┌─ MATERIAL SUPPLIED

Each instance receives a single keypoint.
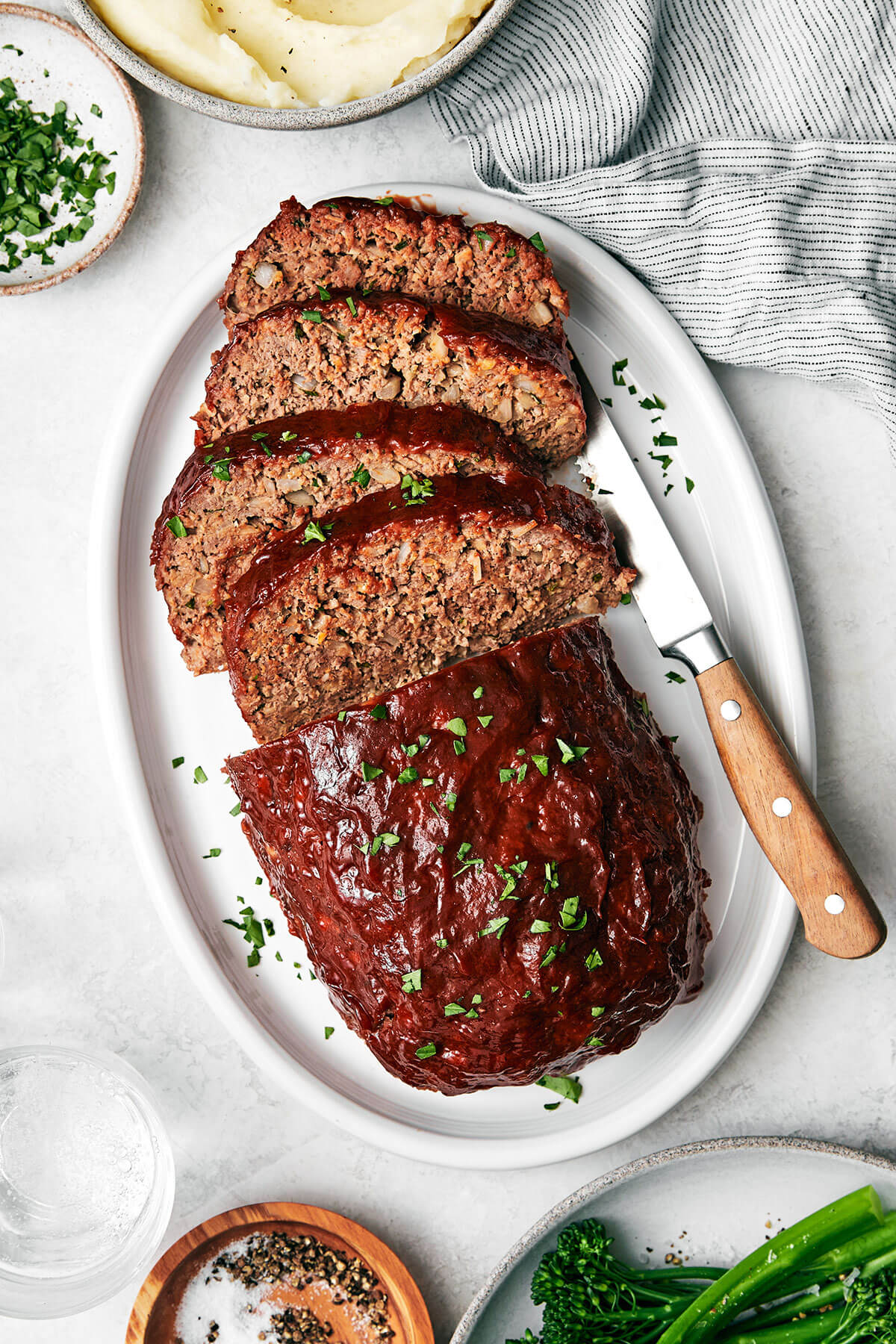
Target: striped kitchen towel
(738, 155)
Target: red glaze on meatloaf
(488, 917)
(405, 581)
(234, 495)
(390, 347)
(356, 243)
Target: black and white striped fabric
(738, 155)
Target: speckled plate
(293, 119)
(712, 1202)
(156, 712)
(50, 60)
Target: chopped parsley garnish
(50, 174)
(494, 927)
(512, 877)
(386, 838)
(570, 917)
(414, 491)
(317, 532)
(564, 1086)
(252, 932)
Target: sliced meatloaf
(358, 243)
(399, 584)
(388, 347)
(516, 909)
(235, 494)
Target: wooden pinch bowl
(155, 1310)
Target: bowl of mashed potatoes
(290, 65)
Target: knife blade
(840, 915)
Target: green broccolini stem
(762, 1273)
(810, 1331)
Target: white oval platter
(711, 1202)
(155, 712)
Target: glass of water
(87, 1180)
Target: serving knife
(839, 914)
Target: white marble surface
(87, 957)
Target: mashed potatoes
(290, 53)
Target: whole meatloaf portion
(234, 495)
(356, 243)
(406, 581)
(514, 910)
(393, 349)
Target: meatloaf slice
(514, 910)
(235, 494)
(358, 243)
(388, 347)
(399, 584)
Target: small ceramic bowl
(52, 60)
(292, 119)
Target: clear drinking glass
(87, 1180)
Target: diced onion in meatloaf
(388, 347)
(356, 243)
(396, 585)
(489, 915)
(235, 494)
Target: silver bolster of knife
(700, 651)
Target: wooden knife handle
(839, 913)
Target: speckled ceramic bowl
(711, 1202)
(292, 119)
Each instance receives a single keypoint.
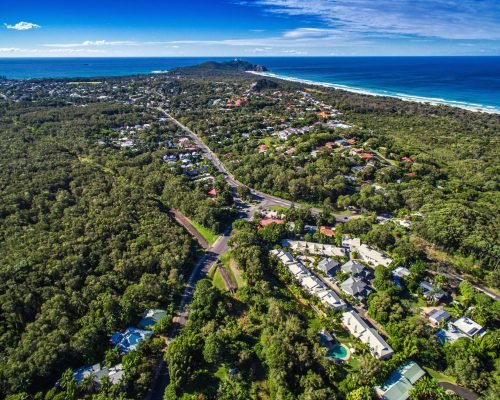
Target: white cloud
(9, 49)
(447, 19)
(308, 33)
(22, 26)
(88, 43)
(72, 51)
(295, 52)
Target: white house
(366, 253)
(329, 298)
(326, 250)
(469, 327)
(360, 329)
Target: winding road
(213, 253)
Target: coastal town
(308, 246)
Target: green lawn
(440, 376)
(233, 273)
(209, 236)
(278, 208)
(217, 281)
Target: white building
(366, 253)
(326, 250)
(361, 331)
(330, 299)
(469, 327)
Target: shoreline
(400, 96)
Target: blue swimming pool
(338, 351)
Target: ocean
(467, 82)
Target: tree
(361, 393)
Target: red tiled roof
(268, 221)
(325, 230)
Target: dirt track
(181, 219)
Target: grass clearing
(233, 271)
(440, 376)
(278, 208)
(209, 236)
(217, 281)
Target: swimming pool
(338, 351)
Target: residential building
(438, 317)
(330, 299)
(151, 317)
(366, 253)
(355, 287)
(469, 327)
(312, 284)
(361, 331)
(328, 266)
(431, 292)
(353, 268)
(98, 372)
(449, 334)
(130, 339)
(326, 250)
(400, 382)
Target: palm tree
(428, 389)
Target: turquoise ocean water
(469, 82)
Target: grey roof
(353, 286)
(353, 267)
(431, 290)
(400, 382)
(439, 315)
(327, 264)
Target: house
(130, 339)
(298, 270)
(365, 252)
(285, 257)
(330, 299)
(326, 250)
(469, 327)
(325, 337)
(98, 372)
(312, 284)
(373, 257)
(361, 331)
(449, 334)
(151, 317)
(325, 230)
(400, 382)
(268, 221)
(328, 266)
(355, 287)
(353, 268)
(437, 317)
(401, 272)
(431, 292)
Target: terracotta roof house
(400, 382)
(327, 231)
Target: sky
(184, 28)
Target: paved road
(267, 199)
(455, 277)
(199, 272)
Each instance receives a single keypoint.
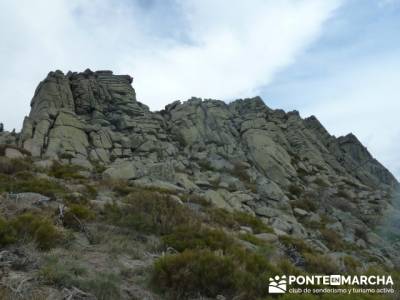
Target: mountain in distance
(144, 203)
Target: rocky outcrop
(245, 156)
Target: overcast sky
(336, 59)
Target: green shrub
(193, 273)
(103, 286)
(297, 244)
(77, 211)
(70, 273)
(198, 237)
(236, 219)
(7, 233)
(149, 212)
(36, 228)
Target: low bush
(236, 219)
(193, 273)
(68, 273)
(236, 273)
(149, 212)
(198, 237)
(37, 228)
(7, 233)
(77, 212)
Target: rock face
(240, 156)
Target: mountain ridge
(316, 194)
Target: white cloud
(218, 49)
(364, 98)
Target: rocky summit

└─

After locating the line that contains "Target: overcast sky", print that line and every one after it through the last line of the listing, exactly.

Target: overcast sky
(336, 59)
Target: green shrub
(193, 273)
(103, 286)
(297, 244)
(77, 211)
(70, 273)
(198, 237)
(236, 219)
(7, 233)
(149, 212)
(36, 228)
Target: low bush
(236, 219)
(193, 273)
(68, 273)
(236, 273)
(149, 212)
(198, 237)
(37, 228)
(7, 233)
(77, 212)
Target: rock face
(240, 156)
Target: mountain ridge
(316, 194)
Target: white cloud
(218, 49)
(364, 98)
Target: rocky summit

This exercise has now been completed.